Element Exists
Check for the existence of web elements before proceeding
Inputs
☐ Description (Optional)
A brief note explaining what this check is for. This is not an AI prompt.
Good Example: “Check if login button exists before clicking”
Bad Example: “Look for something on the page”
Why it’s bad? Too vague, doesn’t specify what element to look for
☐ Element Type (Required)
Choose how to identify the element:
CSS Selector
Use standard CSS selectors (e.g., .button
, #login-form
)
XPath
Use XPath expressions (e.g., //button[text()='Submit']
)
☐ Retry Settings (Required)
Try For
Number of retries before failure (Default: 3)
Timeout
Milliseconds to wait between retries (Default: 500ms)
☐ Error Handling (Optional)

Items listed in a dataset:
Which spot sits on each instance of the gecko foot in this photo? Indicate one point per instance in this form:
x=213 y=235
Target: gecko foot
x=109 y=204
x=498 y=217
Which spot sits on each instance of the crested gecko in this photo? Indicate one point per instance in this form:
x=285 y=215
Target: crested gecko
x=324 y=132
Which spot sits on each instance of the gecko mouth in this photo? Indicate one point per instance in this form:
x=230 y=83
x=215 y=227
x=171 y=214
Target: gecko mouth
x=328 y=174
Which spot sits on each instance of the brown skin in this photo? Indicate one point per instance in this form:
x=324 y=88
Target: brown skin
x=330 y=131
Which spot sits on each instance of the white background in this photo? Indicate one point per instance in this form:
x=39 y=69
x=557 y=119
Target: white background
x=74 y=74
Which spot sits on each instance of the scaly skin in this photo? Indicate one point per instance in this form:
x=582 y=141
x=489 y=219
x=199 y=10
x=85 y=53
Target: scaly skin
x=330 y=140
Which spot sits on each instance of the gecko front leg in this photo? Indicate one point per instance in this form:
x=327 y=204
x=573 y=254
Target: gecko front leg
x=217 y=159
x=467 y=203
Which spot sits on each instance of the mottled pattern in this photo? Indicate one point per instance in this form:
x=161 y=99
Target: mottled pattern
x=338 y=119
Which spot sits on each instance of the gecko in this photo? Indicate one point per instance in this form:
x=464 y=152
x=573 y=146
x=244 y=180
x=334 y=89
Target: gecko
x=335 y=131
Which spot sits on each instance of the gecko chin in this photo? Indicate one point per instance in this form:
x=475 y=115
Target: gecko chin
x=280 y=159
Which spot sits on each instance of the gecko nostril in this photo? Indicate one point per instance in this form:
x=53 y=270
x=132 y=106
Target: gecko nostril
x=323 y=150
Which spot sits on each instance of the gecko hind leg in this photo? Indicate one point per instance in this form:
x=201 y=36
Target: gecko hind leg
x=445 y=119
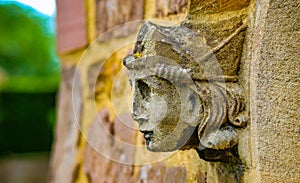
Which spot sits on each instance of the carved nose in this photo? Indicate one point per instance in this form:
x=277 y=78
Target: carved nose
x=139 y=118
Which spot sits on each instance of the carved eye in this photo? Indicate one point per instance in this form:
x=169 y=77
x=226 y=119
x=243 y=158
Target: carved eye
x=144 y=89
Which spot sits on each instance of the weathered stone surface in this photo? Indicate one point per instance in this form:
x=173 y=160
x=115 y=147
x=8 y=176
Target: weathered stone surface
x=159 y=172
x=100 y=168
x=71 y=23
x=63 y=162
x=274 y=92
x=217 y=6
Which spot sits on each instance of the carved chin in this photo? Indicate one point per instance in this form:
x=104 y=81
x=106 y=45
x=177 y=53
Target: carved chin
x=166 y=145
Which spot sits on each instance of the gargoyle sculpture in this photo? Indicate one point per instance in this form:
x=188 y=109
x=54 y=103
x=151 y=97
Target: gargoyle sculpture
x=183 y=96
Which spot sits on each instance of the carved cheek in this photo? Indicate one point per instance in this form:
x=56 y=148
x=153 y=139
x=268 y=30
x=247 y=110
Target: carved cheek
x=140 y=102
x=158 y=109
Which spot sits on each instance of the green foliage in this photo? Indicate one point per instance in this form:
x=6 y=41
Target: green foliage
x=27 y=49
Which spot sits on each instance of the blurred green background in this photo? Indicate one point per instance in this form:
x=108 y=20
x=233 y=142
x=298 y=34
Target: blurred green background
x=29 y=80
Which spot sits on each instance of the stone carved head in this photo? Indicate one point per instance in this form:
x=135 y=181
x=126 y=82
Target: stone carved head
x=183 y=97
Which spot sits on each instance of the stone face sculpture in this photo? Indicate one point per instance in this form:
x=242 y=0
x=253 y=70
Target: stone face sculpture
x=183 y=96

...

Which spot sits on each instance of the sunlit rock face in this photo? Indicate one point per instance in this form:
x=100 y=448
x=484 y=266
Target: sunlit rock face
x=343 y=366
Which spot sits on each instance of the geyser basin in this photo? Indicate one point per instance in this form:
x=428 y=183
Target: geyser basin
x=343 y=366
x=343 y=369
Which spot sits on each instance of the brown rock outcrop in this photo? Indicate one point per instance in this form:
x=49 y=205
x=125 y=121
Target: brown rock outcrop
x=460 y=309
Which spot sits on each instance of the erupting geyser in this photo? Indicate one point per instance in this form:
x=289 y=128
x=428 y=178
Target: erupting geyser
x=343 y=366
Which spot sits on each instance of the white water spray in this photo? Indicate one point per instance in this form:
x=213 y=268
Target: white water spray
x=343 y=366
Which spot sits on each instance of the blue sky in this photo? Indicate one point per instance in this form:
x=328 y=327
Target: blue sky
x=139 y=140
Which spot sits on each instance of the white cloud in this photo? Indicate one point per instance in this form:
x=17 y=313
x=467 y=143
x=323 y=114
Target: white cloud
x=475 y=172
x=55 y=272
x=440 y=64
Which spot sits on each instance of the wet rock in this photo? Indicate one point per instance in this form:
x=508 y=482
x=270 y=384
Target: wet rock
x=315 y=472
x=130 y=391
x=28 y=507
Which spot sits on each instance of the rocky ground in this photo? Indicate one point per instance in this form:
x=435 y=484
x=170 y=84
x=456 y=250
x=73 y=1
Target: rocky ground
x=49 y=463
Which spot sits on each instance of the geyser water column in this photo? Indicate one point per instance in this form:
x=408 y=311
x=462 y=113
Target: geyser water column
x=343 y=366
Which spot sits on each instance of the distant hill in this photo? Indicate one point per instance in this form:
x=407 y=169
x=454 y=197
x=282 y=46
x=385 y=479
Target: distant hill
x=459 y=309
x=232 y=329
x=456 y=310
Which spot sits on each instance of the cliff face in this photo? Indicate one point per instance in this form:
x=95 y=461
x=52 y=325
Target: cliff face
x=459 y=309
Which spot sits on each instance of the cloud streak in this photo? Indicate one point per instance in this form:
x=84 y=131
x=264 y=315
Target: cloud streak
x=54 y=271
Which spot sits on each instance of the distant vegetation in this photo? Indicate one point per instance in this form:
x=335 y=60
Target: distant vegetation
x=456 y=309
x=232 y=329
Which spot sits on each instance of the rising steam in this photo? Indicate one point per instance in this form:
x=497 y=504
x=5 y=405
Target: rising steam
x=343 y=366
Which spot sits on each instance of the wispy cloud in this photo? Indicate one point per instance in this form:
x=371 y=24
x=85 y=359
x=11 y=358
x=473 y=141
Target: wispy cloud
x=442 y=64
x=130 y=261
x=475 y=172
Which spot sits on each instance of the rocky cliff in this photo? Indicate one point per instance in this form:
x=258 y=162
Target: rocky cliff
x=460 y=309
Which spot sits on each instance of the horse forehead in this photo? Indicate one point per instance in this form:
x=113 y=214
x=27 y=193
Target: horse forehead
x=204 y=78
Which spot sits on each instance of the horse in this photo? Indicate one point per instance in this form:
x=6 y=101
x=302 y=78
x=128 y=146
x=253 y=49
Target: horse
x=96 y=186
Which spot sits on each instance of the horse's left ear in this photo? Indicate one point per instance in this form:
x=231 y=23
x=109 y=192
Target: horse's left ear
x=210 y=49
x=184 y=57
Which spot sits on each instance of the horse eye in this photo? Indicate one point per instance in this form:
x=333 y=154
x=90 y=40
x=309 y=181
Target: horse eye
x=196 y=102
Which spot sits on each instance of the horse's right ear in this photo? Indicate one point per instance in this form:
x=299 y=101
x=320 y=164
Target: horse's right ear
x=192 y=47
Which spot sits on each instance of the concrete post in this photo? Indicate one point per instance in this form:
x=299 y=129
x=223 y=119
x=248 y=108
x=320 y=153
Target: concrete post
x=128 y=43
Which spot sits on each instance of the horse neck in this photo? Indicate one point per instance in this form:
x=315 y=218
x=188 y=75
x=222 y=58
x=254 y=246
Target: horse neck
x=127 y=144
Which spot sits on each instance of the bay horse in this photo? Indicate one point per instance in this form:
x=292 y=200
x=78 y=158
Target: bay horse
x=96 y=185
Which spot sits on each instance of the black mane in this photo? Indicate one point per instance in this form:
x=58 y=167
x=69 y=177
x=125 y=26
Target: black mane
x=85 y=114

* * *

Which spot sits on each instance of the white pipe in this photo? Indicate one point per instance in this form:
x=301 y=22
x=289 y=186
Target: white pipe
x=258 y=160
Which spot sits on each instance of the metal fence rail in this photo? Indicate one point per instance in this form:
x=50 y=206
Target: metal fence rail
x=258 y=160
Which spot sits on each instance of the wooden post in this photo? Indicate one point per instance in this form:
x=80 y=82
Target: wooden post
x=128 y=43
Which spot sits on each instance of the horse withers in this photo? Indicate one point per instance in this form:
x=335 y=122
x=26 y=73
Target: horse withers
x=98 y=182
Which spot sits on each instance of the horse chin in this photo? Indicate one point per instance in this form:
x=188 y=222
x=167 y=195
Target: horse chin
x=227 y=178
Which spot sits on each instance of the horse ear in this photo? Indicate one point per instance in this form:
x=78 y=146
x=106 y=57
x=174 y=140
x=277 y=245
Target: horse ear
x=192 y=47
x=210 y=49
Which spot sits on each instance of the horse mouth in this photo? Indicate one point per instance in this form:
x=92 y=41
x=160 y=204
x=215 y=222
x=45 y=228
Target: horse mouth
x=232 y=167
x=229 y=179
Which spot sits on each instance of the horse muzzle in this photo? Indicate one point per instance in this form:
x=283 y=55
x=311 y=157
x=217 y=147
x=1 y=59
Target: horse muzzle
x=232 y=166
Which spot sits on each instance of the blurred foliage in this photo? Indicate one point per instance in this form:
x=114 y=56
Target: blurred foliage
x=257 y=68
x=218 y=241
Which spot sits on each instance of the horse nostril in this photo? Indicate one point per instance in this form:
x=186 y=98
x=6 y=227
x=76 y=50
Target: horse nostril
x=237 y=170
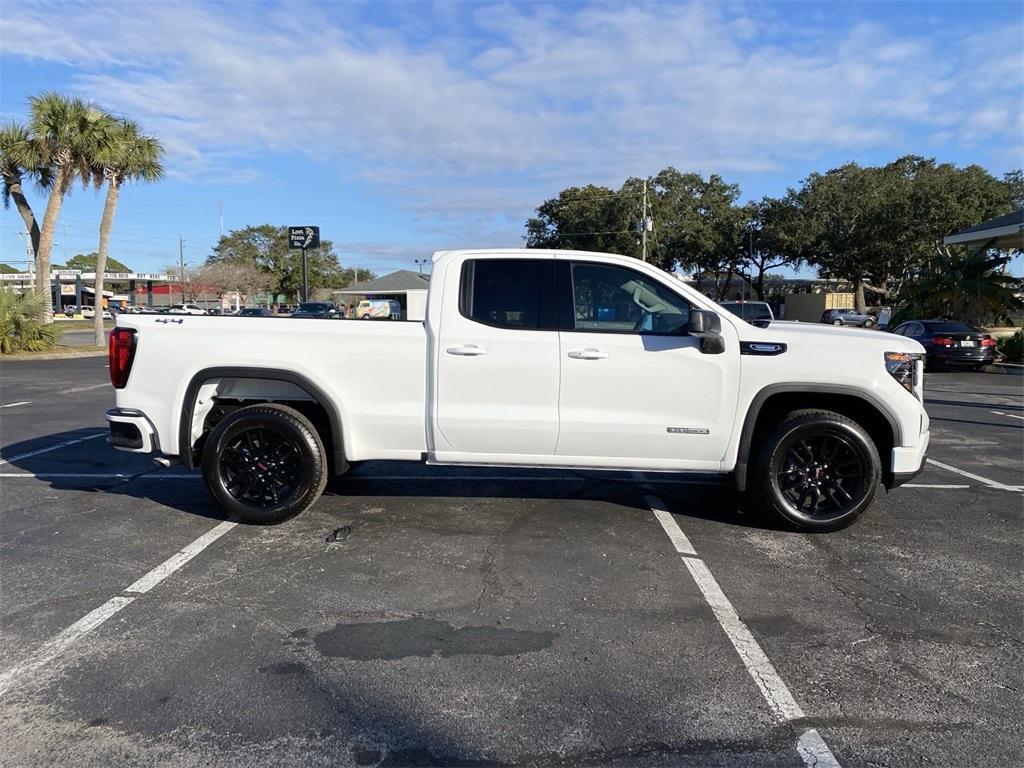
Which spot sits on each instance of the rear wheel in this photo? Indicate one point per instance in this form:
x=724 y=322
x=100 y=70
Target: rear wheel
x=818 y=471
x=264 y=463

- [The tasks]:
- a) According to the Element Exists documentation, how many milliseconds does the Timeout setting wait between retries by default?
- b) Please set down, word for word, the stretch of the Element Exists documentation from "A brief note" through "Element Type (Required)".
These records were drawn from a separate source.

- [Outputs in order]:
- a) 500 milliseconds.

- b)
A brief note explaining what this check is for. This is not an AI prompt.
Good Example: “Check if login button exists before clicking”
Bad Example: “Look for something on the page”
Why it’s bad? Too vague, doesn’t specify what element to look for
☐ Element Type (Required)